Most types have alignof(T) = sizeof(T), or alignof(T) capped at the register width of the implementation. So larger types are usually more-aligned than smaller types.
Struct-packing rules in most ABIs give struct members their absolute alignof(T) alignment relative to the start of the struct, and the struct itself inherits the largest alignof() of any of its members.
Put always-64-bit members first (like double, long long, and int64_t). ISO C++ of course doesn't fix these types at 64 bits / 8 bytes, but in practice on all CPUs you care about they are. People porting your code to exotic CPUs can tweak struct layouts to optimize if necessary.
then pointers and pointer-width integers: size_t, intptr_t, and ptrdiff_t (which may be 32 or 64-bit). These are all the same width on normal modern C++ implementations for CPUs with a flat memory model.
Consider putting linked-list and tree left/right pointers first if you care about x86 and Intel CPUs. Pointer-chasing through nodes in a tree or linked list has penalties when the struct start address is in a different 4k page than the member you're accessing. Putting them first guarantees that can't be the case.
then long (which is sometimes 32-bit even when pointers are 64-bit, in LLP64 ABIs like Windows x64). But it's guaranteed at least as wide as int.
then 32-bit int32_t, int, float, enum. (Optionally separate int32_t and float ahead of int if you care about possible 8 / 16-bit systems that still pad those types to 32-bit, or do better with them naturally aligned. Most such systems don't have wider loads (FPU or SIMD) so wider types have to be handled as multiple separate chunks all the time anyway).
ISO C++ allows int to be as narrow as 16 bits, or arbitrarily wide, but in practice it's a 32-bit type even on 64-bit CPUs. ABI designers found that programs designed to work with 32-bit int just waste memory (and cache footprint) if int was wider. Don't make assumptions that would cause correctness problems, but for "portable performance" you just have to be right in the normal case.
People tuning your code for exotic platforms can tweak if necessary. If a certain struct layout is perf-critical, perhaps comment on your assumptions and reasoning in the header.
then short / int16_t
then char / int8_t / bool
(for multiple bool flags, especially if read-mostly or if they're all modified together, consider packing them with 1-bit bitfields.)
(For unsigned integer types, find the corresponding signed type in my list.)
A multiple-of-8 byte array of narrower types can go earlier if you want it to. But if you don't know the exact sizes of types, you can't guarantee that int i + char buf[4] will fill an 8-byte aligned slot between two doubles. But it's not a bad assumption, so I'd do it anyway if there was some reason (like spatial locality of members accessed together) for putting them together instead of at the end.

○ ○ ○ ○ ○

◆ **Stated goal**: According to the text on struct member ordering, in what kind of ABI can long be 32-bit even when pointers are 64-bit?

◆ **Available data**:

○ ○ ○ ○ ○

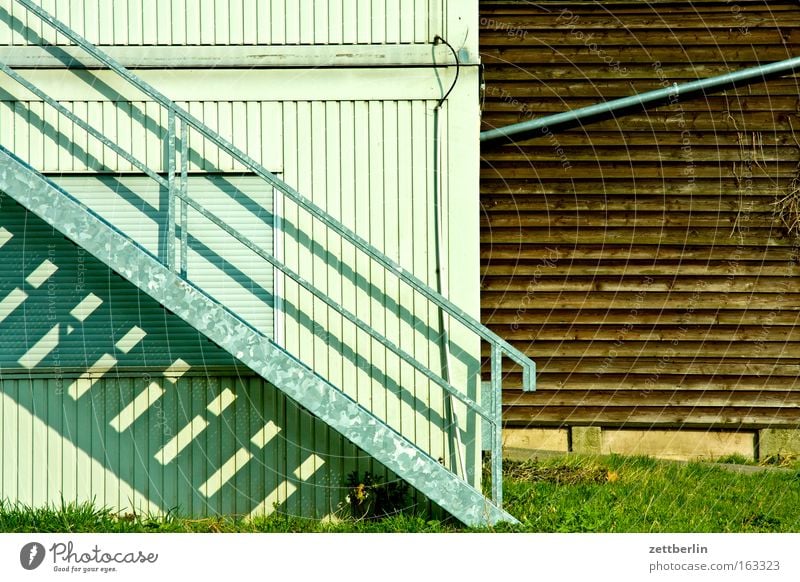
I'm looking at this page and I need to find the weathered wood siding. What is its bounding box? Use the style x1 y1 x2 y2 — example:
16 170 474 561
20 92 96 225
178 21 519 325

○ ○ ○ ○ ○

◆ **Answer to the task**: In LLP64 ABIs, such as Windows x64.